**SOURCE MATERIAL:**

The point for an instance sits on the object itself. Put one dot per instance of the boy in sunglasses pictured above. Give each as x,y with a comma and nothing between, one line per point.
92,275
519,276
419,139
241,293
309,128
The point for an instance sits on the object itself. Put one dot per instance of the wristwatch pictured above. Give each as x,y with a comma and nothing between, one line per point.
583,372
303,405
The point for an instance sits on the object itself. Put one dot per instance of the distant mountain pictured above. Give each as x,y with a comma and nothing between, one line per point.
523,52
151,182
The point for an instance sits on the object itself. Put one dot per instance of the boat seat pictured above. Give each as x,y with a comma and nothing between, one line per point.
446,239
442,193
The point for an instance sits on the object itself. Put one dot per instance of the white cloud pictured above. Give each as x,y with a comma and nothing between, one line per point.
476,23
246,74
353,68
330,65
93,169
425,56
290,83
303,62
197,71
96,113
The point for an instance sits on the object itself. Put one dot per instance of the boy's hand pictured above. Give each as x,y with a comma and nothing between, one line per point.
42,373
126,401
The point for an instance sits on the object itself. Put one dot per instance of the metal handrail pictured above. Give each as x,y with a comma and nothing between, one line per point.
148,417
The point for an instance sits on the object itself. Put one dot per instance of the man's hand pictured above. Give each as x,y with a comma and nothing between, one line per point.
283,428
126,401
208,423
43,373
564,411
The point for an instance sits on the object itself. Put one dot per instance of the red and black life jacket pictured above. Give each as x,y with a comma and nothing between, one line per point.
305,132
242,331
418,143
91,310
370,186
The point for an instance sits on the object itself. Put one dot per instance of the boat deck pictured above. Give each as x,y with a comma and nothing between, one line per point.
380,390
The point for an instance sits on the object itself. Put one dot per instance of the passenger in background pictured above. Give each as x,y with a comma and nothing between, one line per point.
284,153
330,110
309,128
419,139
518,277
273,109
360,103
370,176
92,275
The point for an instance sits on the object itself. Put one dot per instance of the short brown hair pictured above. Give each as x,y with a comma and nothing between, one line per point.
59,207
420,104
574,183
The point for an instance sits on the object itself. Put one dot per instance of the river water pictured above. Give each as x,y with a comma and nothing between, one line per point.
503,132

**TASK INSTRUCTIONS:** This exercise asks for an exact repeat of the lines from the one holding "the boat deck" through the end of the data above.

**RESULT FOR THIS EXERCISE:**
The point for an instance sits on the object itself. Put one dot per instance of the boat deck pictured above. Give each as x,y with a comma and nothing between, one line per point.
380,390
The point for an instance sits on the object itself. Put one dot per instance of the passenger in background pictured above. Give each as x,y with a comma and nothing between, one line per point.
284,153
330,110
309,128
419,139
518,277
273,109
360,103
370,176
92,275
The point for an instance sits on the object itself. Put one dot per instance of the short brown hair pictured above. Give each as x,y with a comma and nothing between, one line per point.
59,207
420,104
574,183
The point for an instance sits on the object itself. Put one dot per instance of the river water pictured above. Give each as x,y with a comma and nothing between, one line per point.
503,132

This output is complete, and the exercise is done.